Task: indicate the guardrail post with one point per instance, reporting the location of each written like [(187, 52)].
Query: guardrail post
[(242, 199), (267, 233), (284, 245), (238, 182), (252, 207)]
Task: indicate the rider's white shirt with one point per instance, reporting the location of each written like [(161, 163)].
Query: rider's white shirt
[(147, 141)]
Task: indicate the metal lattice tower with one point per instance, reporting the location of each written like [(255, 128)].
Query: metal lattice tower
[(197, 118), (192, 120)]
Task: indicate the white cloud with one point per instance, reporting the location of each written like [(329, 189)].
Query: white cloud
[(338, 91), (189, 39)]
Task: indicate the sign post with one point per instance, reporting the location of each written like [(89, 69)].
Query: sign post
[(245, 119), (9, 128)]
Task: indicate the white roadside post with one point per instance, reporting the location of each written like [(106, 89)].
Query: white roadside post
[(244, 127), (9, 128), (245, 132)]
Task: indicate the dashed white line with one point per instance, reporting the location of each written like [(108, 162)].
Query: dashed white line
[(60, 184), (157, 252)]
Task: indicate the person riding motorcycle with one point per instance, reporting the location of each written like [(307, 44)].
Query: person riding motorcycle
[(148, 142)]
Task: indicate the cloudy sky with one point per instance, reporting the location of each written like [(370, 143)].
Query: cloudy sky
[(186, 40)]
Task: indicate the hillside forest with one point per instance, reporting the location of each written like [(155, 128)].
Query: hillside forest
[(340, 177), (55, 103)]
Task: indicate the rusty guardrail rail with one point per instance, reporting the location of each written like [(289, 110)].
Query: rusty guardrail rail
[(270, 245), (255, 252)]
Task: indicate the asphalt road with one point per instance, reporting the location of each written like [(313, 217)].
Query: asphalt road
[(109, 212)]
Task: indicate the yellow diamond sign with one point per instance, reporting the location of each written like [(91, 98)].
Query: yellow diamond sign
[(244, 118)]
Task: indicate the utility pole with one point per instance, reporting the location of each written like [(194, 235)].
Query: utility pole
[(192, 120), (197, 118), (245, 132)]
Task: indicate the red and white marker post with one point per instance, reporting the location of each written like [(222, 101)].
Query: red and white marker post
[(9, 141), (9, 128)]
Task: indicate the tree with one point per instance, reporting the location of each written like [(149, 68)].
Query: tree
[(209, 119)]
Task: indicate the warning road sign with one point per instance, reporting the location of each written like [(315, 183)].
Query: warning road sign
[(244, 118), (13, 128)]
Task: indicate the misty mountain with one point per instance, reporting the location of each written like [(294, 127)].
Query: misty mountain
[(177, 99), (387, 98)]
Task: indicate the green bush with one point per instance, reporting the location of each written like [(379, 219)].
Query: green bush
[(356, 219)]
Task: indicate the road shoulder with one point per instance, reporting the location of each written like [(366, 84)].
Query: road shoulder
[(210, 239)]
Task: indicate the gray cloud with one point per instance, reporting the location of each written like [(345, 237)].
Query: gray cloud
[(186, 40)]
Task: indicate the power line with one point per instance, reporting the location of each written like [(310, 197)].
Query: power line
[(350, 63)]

---

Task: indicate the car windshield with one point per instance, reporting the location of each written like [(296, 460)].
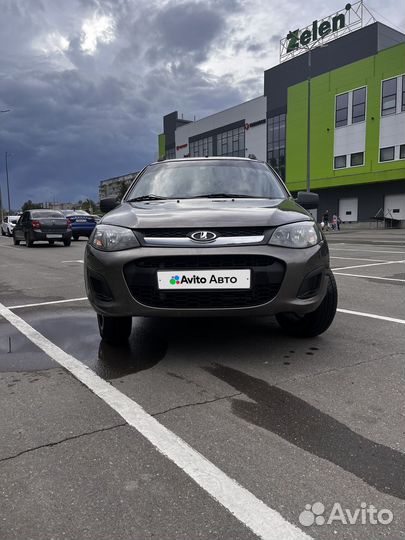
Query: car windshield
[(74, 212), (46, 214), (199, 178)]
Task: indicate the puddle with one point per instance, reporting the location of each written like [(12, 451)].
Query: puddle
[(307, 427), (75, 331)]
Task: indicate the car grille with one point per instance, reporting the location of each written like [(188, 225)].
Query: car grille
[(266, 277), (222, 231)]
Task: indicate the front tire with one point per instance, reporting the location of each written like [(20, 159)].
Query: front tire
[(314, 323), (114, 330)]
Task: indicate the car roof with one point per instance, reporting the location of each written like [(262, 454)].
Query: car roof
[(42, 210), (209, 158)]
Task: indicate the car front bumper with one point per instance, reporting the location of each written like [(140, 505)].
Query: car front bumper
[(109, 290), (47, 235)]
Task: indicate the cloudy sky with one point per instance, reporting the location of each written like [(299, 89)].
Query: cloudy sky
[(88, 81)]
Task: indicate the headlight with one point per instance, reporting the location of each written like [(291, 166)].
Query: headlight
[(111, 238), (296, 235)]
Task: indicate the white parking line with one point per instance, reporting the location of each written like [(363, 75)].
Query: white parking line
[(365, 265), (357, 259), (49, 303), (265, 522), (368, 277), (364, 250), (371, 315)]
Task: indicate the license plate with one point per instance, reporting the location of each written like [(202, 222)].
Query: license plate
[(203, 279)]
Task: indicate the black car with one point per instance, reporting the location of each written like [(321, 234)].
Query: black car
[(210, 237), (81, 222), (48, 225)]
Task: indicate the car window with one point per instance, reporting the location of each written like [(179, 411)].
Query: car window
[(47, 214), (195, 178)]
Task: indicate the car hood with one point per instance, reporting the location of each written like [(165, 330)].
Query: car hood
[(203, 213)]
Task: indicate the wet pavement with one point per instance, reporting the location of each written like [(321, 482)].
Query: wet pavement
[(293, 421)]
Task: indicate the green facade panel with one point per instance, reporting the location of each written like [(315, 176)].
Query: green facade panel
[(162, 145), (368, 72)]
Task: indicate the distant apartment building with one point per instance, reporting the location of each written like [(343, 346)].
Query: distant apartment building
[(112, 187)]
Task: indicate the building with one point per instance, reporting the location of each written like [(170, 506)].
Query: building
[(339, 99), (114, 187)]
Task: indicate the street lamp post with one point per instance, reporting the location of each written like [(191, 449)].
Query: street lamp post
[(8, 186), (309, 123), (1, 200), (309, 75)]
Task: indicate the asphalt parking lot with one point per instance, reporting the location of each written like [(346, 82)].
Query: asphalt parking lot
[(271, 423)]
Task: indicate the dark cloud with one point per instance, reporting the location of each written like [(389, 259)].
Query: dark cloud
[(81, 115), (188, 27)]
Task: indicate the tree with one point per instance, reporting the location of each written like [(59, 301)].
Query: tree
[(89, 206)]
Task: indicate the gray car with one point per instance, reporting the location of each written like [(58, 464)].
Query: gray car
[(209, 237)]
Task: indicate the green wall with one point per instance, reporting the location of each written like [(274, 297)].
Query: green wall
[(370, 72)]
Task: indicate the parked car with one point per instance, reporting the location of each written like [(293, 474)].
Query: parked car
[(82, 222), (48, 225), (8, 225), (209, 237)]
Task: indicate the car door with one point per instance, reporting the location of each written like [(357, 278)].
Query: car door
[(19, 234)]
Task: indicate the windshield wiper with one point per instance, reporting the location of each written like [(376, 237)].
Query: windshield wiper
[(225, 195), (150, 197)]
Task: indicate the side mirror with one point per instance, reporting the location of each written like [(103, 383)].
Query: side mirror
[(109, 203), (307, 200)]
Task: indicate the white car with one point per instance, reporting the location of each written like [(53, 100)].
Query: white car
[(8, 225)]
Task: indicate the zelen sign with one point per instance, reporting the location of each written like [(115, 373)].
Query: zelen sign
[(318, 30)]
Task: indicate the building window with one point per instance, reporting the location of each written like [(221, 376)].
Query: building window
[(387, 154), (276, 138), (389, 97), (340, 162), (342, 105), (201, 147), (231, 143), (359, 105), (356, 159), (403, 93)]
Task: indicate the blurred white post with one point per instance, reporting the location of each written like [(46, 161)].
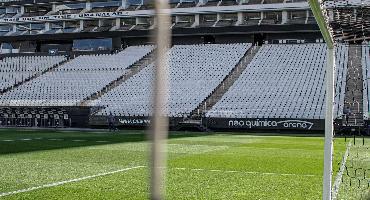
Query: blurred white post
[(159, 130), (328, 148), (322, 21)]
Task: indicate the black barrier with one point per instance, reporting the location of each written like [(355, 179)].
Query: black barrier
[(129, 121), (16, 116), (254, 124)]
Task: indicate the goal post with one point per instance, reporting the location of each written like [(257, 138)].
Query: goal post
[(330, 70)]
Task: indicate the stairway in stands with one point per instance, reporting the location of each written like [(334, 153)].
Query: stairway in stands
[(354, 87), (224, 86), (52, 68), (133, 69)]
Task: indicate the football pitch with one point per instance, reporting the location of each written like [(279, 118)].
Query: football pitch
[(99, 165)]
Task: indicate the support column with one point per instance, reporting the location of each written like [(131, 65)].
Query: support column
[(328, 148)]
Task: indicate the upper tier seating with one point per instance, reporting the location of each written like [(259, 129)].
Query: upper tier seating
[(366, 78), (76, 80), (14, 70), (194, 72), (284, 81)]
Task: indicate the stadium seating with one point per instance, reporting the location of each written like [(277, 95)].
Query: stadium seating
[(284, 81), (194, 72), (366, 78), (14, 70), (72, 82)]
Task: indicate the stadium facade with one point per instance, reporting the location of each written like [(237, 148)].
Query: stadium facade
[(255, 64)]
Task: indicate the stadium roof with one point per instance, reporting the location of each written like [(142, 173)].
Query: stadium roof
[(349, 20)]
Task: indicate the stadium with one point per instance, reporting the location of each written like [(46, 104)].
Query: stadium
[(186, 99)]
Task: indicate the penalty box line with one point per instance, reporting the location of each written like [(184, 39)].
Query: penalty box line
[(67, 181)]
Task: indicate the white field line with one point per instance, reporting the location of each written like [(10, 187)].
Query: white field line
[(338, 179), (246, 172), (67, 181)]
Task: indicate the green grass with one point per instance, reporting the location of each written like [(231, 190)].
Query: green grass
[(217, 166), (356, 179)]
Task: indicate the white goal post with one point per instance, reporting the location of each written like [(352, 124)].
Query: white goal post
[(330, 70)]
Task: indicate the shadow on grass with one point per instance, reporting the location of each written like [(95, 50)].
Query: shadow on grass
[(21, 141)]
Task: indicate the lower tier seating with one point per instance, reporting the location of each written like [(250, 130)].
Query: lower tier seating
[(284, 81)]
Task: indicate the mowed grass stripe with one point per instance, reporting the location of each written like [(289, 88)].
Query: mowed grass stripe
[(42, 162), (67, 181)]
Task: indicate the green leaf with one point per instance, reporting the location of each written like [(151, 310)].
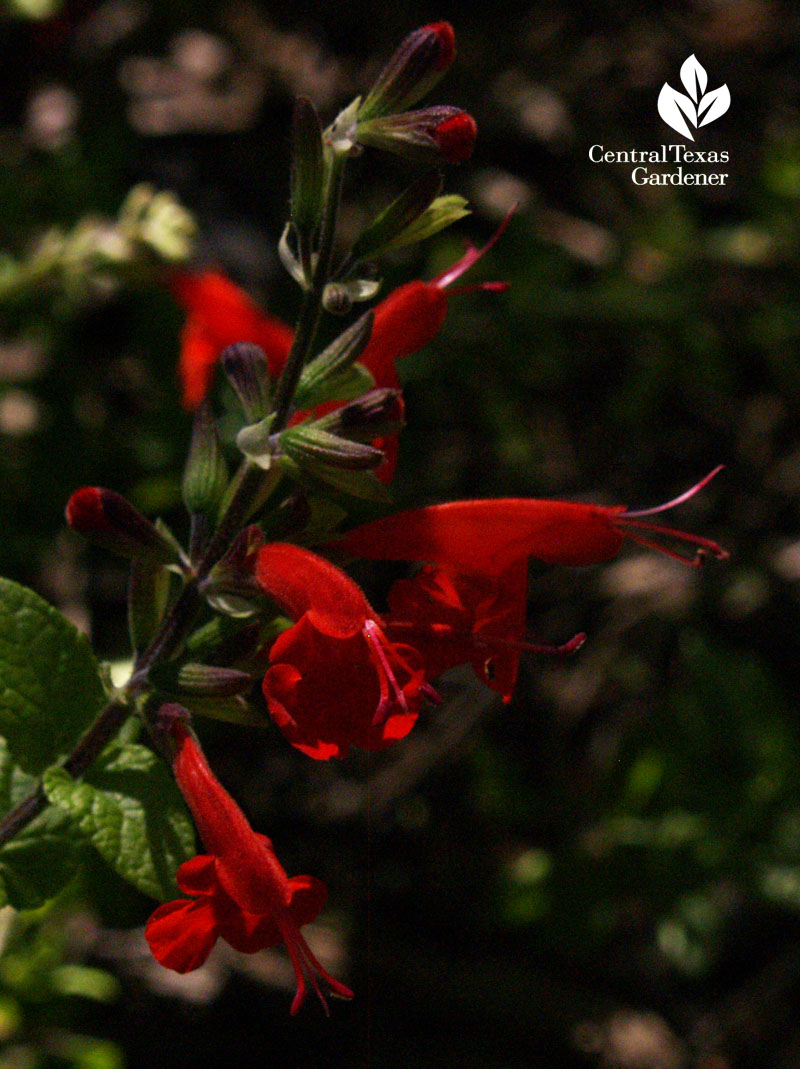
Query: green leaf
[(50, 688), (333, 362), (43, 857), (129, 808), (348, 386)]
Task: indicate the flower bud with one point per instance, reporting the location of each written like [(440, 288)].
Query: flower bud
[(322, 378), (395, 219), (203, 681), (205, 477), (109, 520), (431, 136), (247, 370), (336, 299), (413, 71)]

---

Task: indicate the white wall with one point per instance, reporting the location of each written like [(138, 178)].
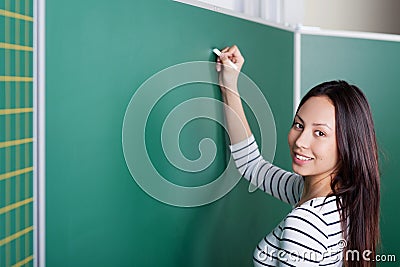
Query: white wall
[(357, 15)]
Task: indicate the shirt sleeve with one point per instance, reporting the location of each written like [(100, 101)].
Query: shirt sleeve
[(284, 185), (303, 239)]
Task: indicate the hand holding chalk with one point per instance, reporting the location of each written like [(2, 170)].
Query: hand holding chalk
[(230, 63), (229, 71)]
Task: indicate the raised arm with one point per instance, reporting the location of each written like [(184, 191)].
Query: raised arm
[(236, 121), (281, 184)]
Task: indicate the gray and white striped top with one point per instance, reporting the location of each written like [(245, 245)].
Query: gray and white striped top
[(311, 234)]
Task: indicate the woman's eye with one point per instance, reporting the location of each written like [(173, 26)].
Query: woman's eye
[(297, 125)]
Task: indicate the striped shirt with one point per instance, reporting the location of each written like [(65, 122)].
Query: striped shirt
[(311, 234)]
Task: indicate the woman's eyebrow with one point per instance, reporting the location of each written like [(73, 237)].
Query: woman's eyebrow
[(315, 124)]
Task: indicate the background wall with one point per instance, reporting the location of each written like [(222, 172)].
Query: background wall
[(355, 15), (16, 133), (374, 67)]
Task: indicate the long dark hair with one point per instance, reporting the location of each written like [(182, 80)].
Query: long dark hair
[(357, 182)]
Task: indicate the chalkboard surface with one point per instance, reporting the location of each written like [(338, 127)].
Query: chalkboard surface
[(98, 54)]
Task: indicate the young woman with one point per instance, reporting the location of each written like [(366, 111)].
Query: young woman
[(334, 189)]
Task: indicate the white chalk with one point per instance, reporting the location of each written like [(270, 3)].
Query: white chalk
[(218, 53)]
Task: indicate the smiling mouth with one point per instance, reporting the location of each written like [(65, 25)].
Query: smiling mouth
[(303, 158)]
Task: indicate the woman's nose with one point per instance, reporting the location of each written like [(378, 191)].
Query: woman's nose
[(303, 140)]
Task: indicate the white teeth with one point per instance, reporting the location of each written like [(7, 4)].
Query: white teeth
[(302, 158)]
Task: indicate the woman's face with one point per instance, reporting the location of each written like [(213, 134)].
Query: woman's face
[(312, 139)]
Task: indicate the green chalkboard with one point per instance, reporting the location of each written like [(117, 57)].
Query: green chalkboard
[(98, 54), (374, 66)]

---

Given instruction >> Edit the listing above from the line containing "Task: indicate the shadow" through the line containing "[(284, 81)]", replacing "lower tier seating" with "upper tier seating" and changing nothing else. Return only those lines.

Result >>
Task: indicate the shadow on grass with one point per instance, reporting the location of each written like [(95, 50)].
Query: shadow on grass
[(21, 141)]
Task: indicate the upper tier seating with one point per instance, reporting the location of each written like [(250, 130)].
Query: upper tier seating
[(284, 81)]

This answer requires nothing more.